PROBLEM TO WORK ON: Everything from the line containing "target | white marble slab" through the line containing "target | drop handle" in the listing below should be copied exactly, and nothing more.
-------------------------
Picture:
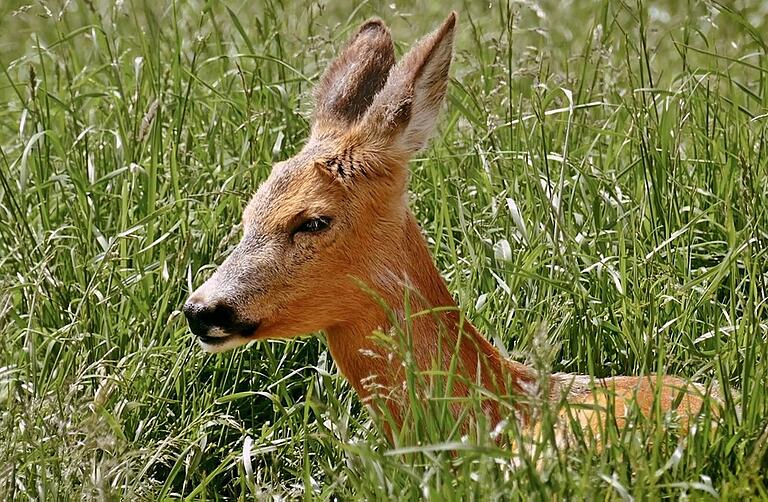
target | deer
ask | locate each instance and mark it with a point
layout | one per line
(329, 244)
-------------------------
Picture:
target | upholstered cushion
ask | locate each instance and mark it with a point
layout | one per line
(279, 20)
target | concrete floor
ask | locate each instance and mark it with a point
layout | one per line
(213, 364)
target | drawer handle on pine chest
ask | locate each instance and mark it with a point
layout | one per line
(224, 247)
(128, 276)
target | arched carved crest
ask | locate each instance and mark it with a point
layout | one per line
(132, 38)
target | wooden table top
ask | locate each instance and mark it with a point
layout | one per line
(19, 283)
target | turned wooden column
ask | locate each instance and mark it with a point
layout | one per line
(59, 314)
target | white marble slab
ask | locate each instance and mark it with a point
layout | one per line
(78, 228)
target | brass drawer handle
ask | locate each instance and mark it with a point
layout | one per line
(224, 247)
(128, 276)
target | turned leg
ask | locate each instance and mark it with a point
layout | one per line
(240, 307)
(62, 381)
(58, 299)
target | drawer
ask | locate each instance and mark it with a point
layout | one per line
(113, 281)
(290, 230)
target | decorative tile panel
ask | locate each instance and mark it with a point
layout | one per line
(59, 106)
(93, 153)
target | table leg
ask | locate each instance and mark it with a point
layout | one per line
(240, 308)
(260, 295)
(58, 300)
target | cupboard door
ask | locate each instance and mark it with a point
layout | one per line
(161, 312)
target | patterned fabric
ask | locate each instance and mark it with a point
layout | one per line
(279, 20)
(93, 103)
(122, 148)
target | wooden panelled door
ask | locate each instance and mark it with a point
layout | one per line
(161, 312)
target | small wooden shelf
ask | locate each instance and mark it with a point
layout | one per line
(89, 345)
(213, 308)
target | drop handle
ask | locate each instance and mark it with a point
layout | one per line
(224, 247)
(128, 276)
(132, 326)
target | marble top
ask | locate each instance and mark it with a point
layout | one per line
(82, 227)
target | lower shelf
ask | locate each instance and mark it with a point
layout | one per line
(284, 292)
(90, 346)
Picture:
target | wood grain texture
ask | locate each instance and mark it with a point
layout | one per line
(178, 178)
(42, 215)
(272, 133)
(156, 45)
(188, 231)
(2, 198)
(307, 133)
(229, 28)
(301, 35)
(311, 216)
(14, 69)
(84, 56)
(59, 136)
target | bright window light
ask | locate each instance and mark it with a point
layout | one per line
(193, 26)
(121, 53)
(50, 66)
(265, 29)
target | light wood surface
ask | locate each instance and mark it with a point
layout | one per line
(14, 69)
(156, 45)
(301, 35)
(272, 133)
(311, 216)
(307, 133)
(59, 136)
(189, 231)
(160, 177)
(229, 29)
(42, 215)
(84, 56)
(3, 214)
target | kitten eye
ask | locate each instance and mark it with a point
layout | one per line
-------------------------
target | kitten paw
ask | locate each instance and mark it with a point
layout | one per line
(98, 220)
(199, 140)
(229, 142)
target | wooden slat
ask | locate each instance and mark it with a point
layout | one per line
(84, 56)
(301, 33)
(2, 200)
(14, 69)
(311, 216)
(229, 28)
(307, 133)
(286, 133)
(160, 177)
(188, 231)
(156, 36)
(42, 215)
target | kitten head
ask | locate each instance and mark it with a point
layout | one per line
-------------------------
TASK SOLUTION:
target | white marble slab
ask | locate each instance and mark it with a point
layout | one per line
(78, 228)
target | brass drawer handle
ask | locate each instance and mark it with a point
layout | one per line
(224, 247)
(128, 276)
target | turned leg
ask | locate each instance and mark it with a point
layout | one per line
(240, 307)
(62, 381)
(58, 299)
target | drawer
ask | locate each instance and mark it with a point
layout | one per line
(113, 281)
(290, 230)
target | decorative tile panel
ask | locate each instance and mark it with a point
layout | one per line
(59, 106)
(93, 153)
target | table leg
ask | locate each instance and mark it with a point
layout | one per line
(240, 308)
(260, 295)
(58, 300)
target | cupboard door
ask | locate each instance and mark it with a point
layout | one per line
(161, 312)
target | patterned fabric
ask | locate each instance and mark it with a point
layout | one per line
(279, 20)
(93, 103)
(122, 148)
target | wooden panelled door
ask | locate each instance and mark it with a point
layout | one per line
(161, 312)
target | small wooden shelf
ask | locate each instance and mark it with a point
layout | one per line
(89, 345)
(213, 308)
target | drop handle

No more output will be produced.